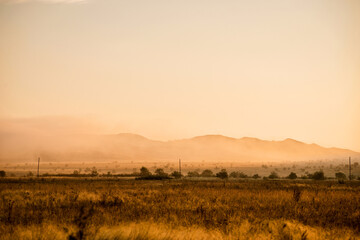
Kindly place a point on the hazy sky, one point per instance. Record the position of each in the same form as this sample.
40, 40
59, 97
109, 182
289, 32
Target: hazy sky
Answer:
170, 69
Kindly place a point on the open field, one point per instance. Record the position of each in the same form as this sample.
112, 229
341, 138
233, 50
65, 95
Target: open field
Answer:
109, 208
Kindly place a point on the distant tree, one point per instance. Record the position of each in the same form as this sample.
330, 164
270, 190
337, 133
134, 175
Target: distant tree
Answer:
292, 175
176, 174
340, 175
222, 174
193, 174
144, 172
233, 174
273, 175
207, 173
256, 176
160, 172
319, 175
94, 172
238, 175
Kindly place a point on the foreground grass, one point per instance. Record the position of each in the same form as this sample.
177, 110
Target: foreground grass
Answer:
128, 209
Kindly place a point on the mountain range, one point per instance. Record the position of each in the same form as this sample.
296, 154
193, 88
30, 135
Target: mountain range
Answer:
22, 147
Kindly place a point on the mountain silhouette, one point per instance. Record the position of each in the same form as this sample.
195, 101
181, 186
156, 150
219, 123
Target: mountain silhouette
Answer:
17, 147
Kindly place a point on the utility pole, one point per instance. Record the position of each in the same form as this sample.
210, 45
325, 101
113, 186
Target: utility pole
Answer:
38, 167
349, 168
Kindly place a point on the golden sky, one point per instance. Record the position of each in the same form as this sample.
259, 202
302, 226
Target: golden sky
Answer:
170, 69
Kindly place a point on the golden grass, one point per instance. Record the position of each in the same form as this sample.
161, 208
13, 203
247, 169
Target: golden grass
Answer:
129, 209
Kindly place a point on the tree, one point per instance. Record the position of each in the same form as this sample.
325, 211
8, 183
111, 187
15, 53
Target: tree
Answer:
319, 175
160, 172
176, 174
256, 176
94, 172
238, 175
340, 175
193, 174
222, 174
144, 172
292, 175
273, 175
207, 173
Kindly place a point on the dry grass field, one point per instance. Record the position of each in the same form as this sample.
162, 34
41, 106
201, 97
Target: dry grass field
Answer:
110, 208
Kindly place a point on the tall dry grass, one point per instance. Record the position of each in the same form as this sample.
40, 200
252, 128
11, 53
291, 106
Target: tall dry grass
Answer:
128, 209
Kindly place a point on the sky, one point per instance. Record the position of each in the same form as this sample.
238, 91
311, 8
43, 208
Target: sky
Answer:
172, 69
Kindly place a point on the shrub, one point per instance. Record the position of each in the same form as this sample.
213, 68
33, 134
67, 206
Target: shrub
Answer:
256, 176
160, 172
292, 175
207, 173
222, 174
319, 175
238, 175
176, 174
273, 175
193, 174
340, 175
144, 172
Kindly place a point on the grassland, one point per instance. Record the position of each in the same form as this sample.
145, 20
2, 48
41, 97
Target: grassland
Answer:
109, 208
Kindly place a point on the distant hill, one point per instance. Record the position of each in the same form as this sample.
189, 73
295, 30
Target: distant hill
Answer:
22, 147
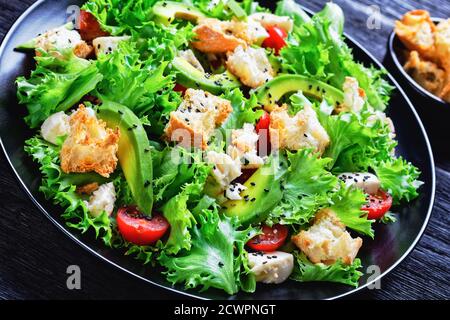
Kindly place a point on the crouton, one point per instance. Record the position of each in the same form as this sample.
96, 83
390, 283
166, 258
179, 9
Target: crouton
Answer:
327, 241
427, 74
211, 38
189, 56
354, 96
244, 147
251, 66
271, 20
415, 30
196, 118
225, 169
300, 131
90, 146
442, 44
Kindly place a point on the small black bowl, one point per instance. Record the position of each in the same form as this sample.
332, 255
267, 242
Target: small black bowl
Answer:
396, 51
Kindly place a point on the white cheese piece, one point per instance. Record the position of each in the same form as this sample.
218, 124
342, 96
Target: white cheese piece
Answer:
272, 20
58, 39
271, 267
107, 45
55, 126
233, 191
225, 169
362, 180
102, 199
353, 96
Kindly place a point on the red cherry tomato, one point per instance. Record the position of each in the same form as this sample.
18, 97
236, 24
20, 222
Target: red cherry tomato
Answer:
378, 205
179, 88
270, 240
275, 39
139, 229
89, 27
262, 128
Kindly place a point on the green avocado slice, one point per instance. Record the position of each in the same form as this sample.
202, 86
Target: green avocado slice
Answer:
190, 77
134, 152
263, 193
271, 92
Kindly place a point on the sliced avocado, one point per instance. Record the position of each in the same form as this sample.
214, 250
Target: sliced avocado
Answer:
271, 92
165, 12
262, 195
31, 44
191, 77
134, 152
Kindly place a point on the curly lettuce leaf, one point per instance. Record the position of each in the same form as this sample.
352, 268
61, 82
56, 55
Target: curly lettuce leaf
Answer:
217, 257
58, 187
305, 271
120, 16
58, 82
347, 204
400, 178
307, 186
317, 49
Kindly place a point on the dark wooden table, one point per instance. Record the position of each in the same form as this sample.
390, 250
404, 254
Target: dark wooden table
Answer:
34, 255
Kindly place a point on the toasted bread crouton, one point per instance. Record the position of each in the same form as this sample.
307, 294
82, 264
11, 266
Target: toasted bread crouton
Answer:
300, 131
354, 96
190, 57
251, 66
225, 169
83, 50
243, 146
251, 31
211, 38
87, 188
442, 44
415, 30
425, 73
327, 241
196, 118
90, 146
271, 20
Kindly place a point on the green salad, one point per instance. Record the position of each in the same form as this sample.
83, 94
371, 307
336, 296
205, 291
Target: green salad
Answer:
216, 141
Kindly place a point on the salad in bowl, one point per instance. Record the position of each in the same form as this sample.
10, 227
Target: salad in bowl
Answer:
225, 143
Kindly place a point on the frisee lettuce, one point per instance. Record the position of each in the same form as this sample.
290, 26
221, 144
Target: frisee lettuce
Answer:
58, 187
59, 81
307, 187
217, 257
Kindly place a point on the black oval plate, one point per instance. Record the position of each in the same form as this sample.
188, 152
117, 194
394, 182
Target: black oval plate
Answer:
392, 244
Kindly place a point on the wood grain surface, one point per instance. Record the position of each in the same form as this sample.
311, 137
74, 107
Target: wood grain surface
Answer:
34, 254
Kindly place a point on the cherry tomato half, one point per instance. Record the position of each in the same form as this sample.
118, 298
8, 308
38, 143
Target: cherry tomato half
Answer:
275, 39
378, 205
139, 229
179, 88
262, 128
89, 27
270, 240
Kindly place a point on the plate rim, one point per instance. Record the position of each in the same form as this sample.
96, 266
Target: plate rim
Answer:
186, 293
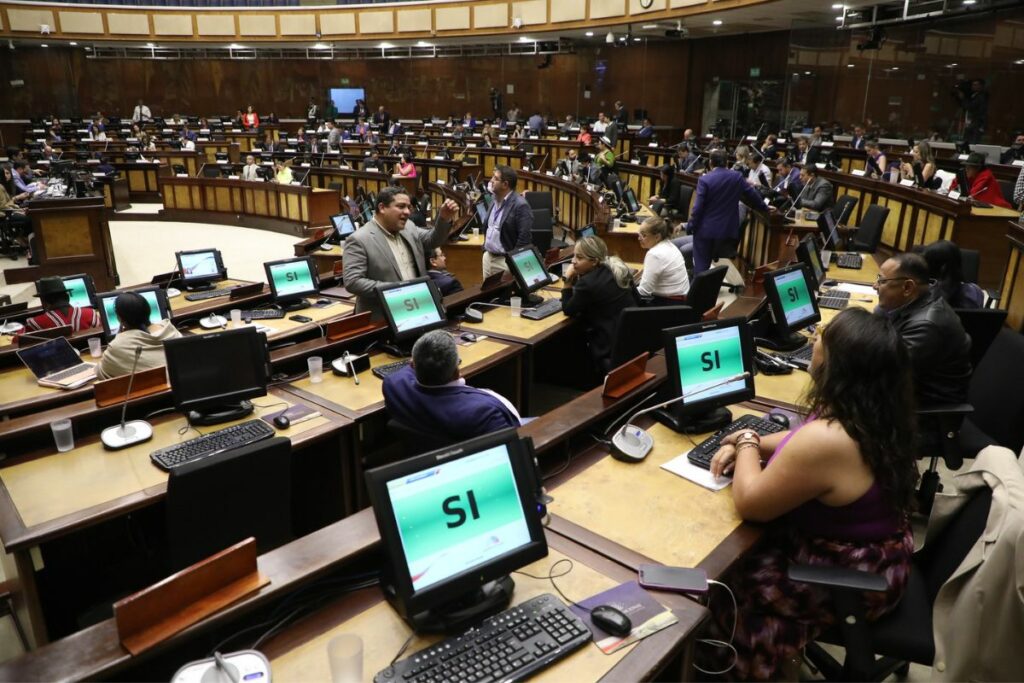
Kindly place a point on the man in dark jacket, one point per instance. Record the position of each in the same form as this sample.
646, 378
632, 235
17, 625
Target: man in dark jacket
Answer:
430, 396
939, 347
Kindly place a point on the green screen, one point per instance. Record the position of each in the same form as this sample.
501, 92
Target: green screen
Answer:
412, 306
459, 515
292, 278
*-*-*
### TASK OBJECTIVE
Except for the pictures, print the data above exactly.

### WRITTEN REPLY
Kindly place a point on the hazy sky, one point per instance. Record the position of each in the same form as this sample.
40, 40
59, 97
109, 182
289, 32
Target: hazy sky
Answer:
170, 69
Kindly place a point on the open field, one point per instance. Record the position of each in the same form as this sample.
112, 229
341, 138
233, 50
65, 95
Target: open field
Answer:
109, 208
Kindly place a point on the distant tree, one point per instance. Record the position of each in the same form as this sample.
330, 164
270, 190
337, 133
134, 175
Target: distant tree
Answer:
292, 175
176, 174
340, 175
222, 174
193, 174
144, 172
233, 174
273, 175
207, 173
256, 176
160, 172
319, 175
94, 172
238, 175
Kindly place a point on the foreground grass, one point per instance. Record the position of each in the same form as this sample.
177, 110
Target: foreground grass
Answer:
128, 209
Kindly place a point on the mountain range, one point per instance. Record the position of each in the same form as this sample.
296, 154
193, 88
30, 135
Target: mountain range
Answer:
22, 147
Kindly place a point on the mountain silhouette, one point per instance. Record the position of each in the same form as this sample.
195, 101
181, 186
156, 150
219, 123
Target: mountain silhouette
Answer:
17, 147
Kindly place a point on the utility pole, one point per instance. Record the position of each in the same form as this sample.
210, 45
325, 101
113, 186
Target: utility pole
Answer:
38, 167
349, 168
Kindly place a point on the golden sky, one point per instance. Record the position of each in the same form as this sample.
259, 202
302, 226
Target: golden sky
Answer:
170, 69
Kindly place a point on the golden grass, one point per instance. Record the position of each in the same form as this sample.
161, 208
13, 203
247, 169
Target: golden grass
Answer:
129, 209
Kindly place a point on the tree, one point per instance. Record the position of each in the same form as this sample.
325, 211
8, 183
111, 187
15, 53
Target: tree
Answer:
319, 175
160, 172
176, 174
256, 176
94, 172
238, 175
340, 175
193, 174
222, 174
144, 172
292, 175
273, 175
207, 173
Kindly place a point on the dry grass field, one point per instance. Record the position of each in the same form as this sample.
162, 34
41, 106
201, 97
Target: dry grass field
Answer:
110, 208
Kindly place a point on the tall dry grass, one point per instance. Record the position of each in the same form as this sample.
40, 200
252, 128
11, 53
291, 106
Target: tall dry grass
Answer:
128, 209
Kindly place a point on the sky, one point per instance. Record the position of each in the same form as this sample.
238, 91
311, 8
43, 208
Target: sky
Answer:
172, 69
Kindly place a point on the shrub, one point per instance. Record the position of each in the same form as this sample.
213, 68
33, 134
67, 206
Target: shrub
Answer:
256, 176
160, 172
292, 175
207, 173
222, 174
319, 175
238, 175
176, 174
273, 175
193, 174
340, 175
144, 172
Kindly place a point on the grassland, one point per instance. Record the position of each in the same form as this sample.
145, 20
2, 48
41, 97
Target: grassland
Answer:
109, 208
Kindly place a point on the distant hill, one point per instance. Record the position of each in the same form as this sample.
189, 73
295, 30
Target: distant hill
Answer:
22, 147
Kindly place a point on the crouton, one point per instance. Record the position of each in the same form as this sample.
96, 83
390, 283
166, 258
179, 9
Target: crouton
Answer:
327, 241
427, 74
211, 38
189, 56
354, 96
244, 147
251, 66
271, 20
415, 30
196, 118
225, 169
300, 131
90, 146
442, 44
Kindly place a point on the small black bowl, one point per instance. Record the position of each in the same form as this sample.
332, 255
267, 242
Target: small black bowl
Answer:
396, 51
Kindly place a point on the white cheese piece, one point per instance. Record the position of each in the same form as this sample.
218, 124
342, 96
Target: white cheese piece
Answer:
272, 20
58, 39
271, 267
107, 45
55, 126
233, 191
225, 169
362, 180
102, 199
353, 96
Kindly place a point on the red cherry tomato, one point per instance. Record the position of each in the same form as this sample.
18, 97
236, 24
20, 222
Target: red cherry tomato
Answer:
378, 205
179, 88
270, 240
275, 39
139, 229
89, 27
262, 128
Kindly place a point on the green avocado slice, one point per instance. Record the position of each in the same form as this sample.
202, 86
Target: green avocado slice
Answer:
190, 77
134, 152
263, 193
271, 92
Kindly place a point on the sliced avocado, one point per instance. Record the position of each in the same form as this sample.
214, 250
Target: sliced avocado
Answer:
271, 92
165, 12
262, 195
31, 44
191, 77
134, 152
Kindly place a point on the curly lettuce leaf, one point per instance. Record the position of each in the same form as this sample.
352, 268
61, 82
56, 55
Target: curly lettuce leaf
Answer:
217, 257
58, 187
305, 271
120, 16
58, 82
347, 204
400, 178
307, 186
317, 49
Kindly place a point on the dark wooden table, one point per instance. Record the position of each in the same form as this sample.
390, 250
404, 254
Target: dark wooden table
Answer:
34, 255
Kindly place a point on the toasted bread crouton, one point per instance. Record the position of each in the same form as this sample.
307, 294
82, 264
11, 266
Target: toasted bread crouton
Answer:
300, 131
354, 96
190, 57
251, 66
225, 169
83, 50
243, 146
251, 31
211, 38
87, 188
442, 44
415, 30
425, 73
327, 241
196, 118
90, 146
271, 20
Kindly place a point on the green salad, one point per instance. Record the position of each in the same form as this sample.
83, 94
371, 307
336, 296
205, 291
Target: green salad
Answer:
216, 141
Kindly place a point on the salad in bowl, one point per instance. Record the position of each in the same form as this sample.
10, 227
Target: salad in bowl
Answer:
225, 143
Kindly place a point on the frisee lettuce, one point per instance. Record the position of each in the same form as this sample.
290, 26
221, 144
Target: frisee lettuce
Answer:
58, 187
59, 81
307, 187
217, 257
Kindly place a point on the black oval plate, one point per instance. Record the position of each in the same form as this sample.
188, 152
117, 194
394, 182
Target: black oval plate
Answer:
392, 244
Kindly place a point on the wood grain surface, one point per instance. Record the position of each in the same form as this sample.
311, 137
74, 107
Target: wood grain surface
Answer:
34, 254
Kindly place a point on the cherry tomato half, one point per instance. Record the position of each in the same form as this sample.
118, 298
8, 308
38, 143
Target: cherry tomato half
Answer:
275, 39
378, 205
139, 229
179, 88
262, 128
89, 27
270, 240
Kindly place a point on the plate rim, one point per instance. Record the position of each in the same form as this sample.
96, 266
Target: plate rim
Answer:
186, 293
Kindly place a point on the man in dark jacket, one point per instance. Record the position of each in the same form as this sample.
646, 378
632, 235
17, 625
Target: man in dark jacket
Answer:
430, 396
939, 347
Kindly place a point on the green screen, one point per instance. Record the position of each in the same form as this sample.
501, 92
Target: green screen
Answer:
412, 306
459, 515
292, 278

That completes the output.